**GOAL**:
Locate every line in the records that contains the word "grass" and copy each one in full. Treat case as significant.

:: RAW DATA

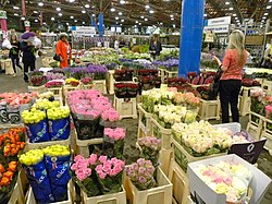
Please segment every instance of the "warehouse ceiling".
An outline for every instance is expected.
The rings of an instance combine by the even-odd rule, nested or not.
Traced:
[[[25,0],[27,14],[22,16],[21,0],[0,0],[0,8],[8,17],[30,21],[32,25],[65,23],[89,25],[97,22],[99,12],[104,14],[106,25],[163,25],[180,27],[182,0]],[[272,0],[206,0],[205,17],[232,16],[240,25],[252,19],[264,23],[271,16]],[[42,12],[42,22],[40,13]]]

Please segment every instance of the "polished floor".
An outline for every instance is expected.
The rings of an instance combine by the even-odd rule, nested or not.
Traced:
[[[15,76],[5,75],[4,73],[0,74],[0,93],[4,92],[27,92],[27,85],[23,76]],[[219,123],[220,121],[211,121],[212,123]],[[246,129],[248,122],[248,117],[240,118],[240,123],[243,129]],[[137,120],[133,119],[123,119],[120,124],[125,127],[127,130],[127,137],[125,141],[125,158],[128,163],[135,161],[139,153],[136,149],[135,143],[137,139]],[[263,151],[259,160],[258,160],[258,168],[267,173],[272,179],[272,157],[268,154],[267,151]],[[270,187],[269,191],[264,195],[261,204],[271,204],[272,203],[272,185]]]

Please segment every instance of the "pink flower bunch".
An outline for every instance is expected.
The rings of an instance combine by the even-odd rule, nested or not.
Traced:
[[[119,113],[115,109],[110,108],[106,111],[102,112],[101,115],[103,121],[110,121],[110,122],[115,122],[119,121]]]
[[[120,141],[120,140],[123,140],[125,137],[125,129],[122,129],[122,128],[115,128],[115,129],[106,128],[104,131],[103,131],[103,134],[106,136],[109,136],[110,139],[114,139],[114,141]]]
[[[96,172],[100,179],[104,179],[107,176],[115,177],[125,167],[125,163],[115,157],[108,159],[107,156],[100,156],[99,161],[101,164],[96,167]]]
[[[156,184],[153,180],[154,170],[152,163],[144,158],[139,158],[137,163],[125,167],[126,175],[140,190],[152,188]],[[153,182],[153,185],[150,184],[151,182]]]
[[[156,139],[154,136],[145,136],[138,140],[140,146],[149,147],[152,151],[161,149],[161,140]]]
[[[96,165],[97,155],[91,154],[89,158],[85,158],[82,155],[77,155],[74,158],[74,164],[71,166],[71,170],[75,172],[76,178],[79,181],[84,181],[91,176],[91,166]]]
[[[64,81],[63,80],[52,80],[46,83],[46,87],[50,88],[50,87],[61,87],[63,86]]]

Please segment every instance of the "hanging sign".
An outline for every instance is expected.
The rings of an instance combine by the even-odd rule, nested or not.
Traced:
[[[7,20],[7,11],[0,11],[0,20]]]

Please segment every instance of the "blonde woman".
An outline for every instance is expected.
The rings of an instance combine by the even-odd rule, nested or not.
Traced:
[[[232,32],[223,62],[214,60],[223,70],[220,79],[220,103],[222,123],[230,122],[228,106],[231,105],[233,122],[239,122],[238,96],[242,87],[242,72],[246,64],[248,52],[245,49],[245,35],[235,29]]]

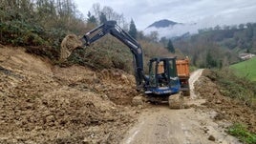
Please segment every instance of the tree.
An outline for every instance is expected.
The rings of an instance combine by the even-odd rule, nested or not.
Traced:
[[[137,29],[136,29],[135,22],[134,22],[133,19],[131,20],[131,23],[130,23],[130,29],[129,29],[128,33],[129,33],[133,38],[137,39]]]
[[[175,49],[173,47],[173,43],[172,40],[169,39],[168,44],[167,44],[167,48],[166,48],[170,52],[175,53]]]

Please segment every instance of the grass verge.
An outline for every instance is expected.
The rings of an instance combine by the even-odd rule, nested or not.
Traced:
[[[243,143],[246,144],[255,144],[256,143],[256,134],[250,133],[246,126],[236,123],[233,124],[227,131],[227,133],[233,136],[238,137]]]

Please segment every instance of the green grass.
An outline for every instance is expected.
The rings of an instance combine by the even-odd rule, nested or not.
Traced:
[[[256,81],[256,57],[230,66],[238,76]]]
[[[227,133],[231,135],[238,137],[243,143],[255,144],[256,134],[247,131],[246,127],[243,124],[232,125]]]

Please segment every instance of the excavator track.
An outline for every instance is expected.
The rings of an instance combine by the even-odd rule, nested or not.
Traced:
[[[184,108],[184,97],[182,93],[172,94],[168,98],[170,109],[183,109]]]

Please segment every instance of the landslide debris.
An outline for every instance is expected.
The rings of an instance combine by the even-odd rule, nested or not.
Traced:
[[[138,113],[132,75],[24,51],[0,48],[0,143],[118,143]]]
[[[248,126],[249,131],[256,133],[256,111],[241,100],[222,95],[220,86],[209,78],[213,75],[211,71],[204,70],[201,78],[195,83],[196,92],[206,99],[203,105],[218,113],[214,117],[215,120],[226,119],[233,123],[243,123]]]

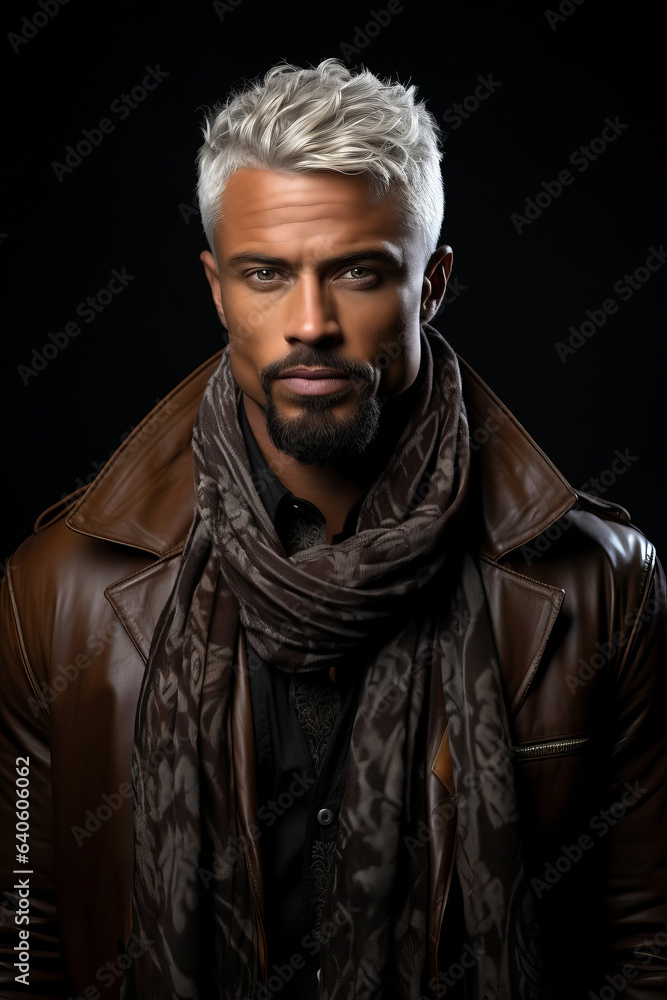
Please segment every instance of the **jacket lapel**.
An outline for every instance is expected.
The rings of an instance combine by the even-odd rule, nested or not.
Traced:
[[[67,518],[75,531],[157,557],[105,591],[144,663],[192,520],[192,427],[219,360],[218,353],[161,401],[111,457]],[[461,358],[459,362],[470,424],[470,543],[477,550],[507,703],[515,715],[537,673],[564,592],[515,573],[500,560],[569,510],[576,493],[482,379]],[[508,620],[521,622],[521,628],[510,631],[505,624]],[[251,722],[248,704],[244,702],[246,726]],[[432,825],[430,959],[436,978],[456,829],[446,724],[441,686],[435,685],[426,796]]]

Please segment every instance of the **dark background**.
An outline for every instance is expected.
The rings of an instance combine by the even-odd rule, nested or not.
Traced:
[[[3,564],[39,512],[90,481],[221,344],[192,210],[204,109],[283,58],[345,54],[416,83],[441,123],[479,77],[492,78],[458,127],[451,114],[443,123],[443,236],[458,291],[436,325],[575,487],[607,473],[602,495],[629,508],[664,558],[664,275],[627,302],[614,291],[667,237],[657,5],[561,0],[559,13],[555,2],[403,0],[354,54],[341,45],[364,41],[357,31],[372,11],[387,20],[385,0],[42,2],[46,14],[38,0],[10,8],[0,39]],[[146,67],[168,76],[121,120],[110,109]],[[627,128],[580,172],[570,155],[617,116]],[[54,161],[105,117],[113,132],[59,181]],[[573,183],[517,232],[512,213],[564,169]],[[77,317],[123,268],[127,288],[93,322]],[[618,311],[563,362],[556,342],[610,298]],[[79,336],[25,384],[18,366],[71,321]],[[630,459],[609,484],[616,451]]]

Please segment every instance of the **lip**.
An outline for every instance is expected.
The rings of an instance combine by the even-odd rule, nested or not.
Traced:
[[[289,371],[283,372],[278,378],[335,378],[335,379],[347,379],[349,375],[345,375],[341,372],[339,368],[290,368]]]

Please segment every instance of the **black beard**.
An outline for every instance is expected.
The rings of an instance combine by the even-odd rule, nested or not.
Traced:
[[[291,455],[303,465],[331,465],[345,458],[362,455],[375,439],[380,427],[381,404],[366,384],[359,393],[356,412],[340,419],[331,412],[337,396],[344,398],[349,389],[339,394],[303,396],[303,412],[298,417],[284,419],[278,413],[273,395],[267,393],[266,429],[275,448]]]

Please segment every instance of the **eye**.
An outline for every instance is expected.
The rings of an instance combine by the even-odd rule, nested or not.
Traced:
[[[371,270],[370,267],[364,267],[363,264],[355,264],[354,267],[345,271],[341,277],[350,285],[363,284],[364,288],[369,288],[378,282],[377,271]]]
[[[258,281],[273,281],[277,271],[273,267],[258,267],[256,271],[251,271],[251,275]]]

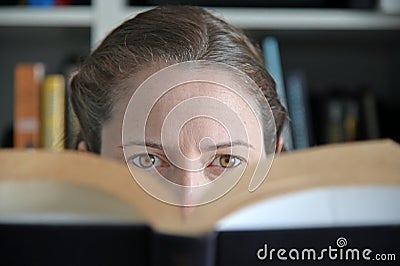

::::

**COMPLETED EXERCISE**:
Please segment every instance of the grass verge.
Please segment every instance of the green grass.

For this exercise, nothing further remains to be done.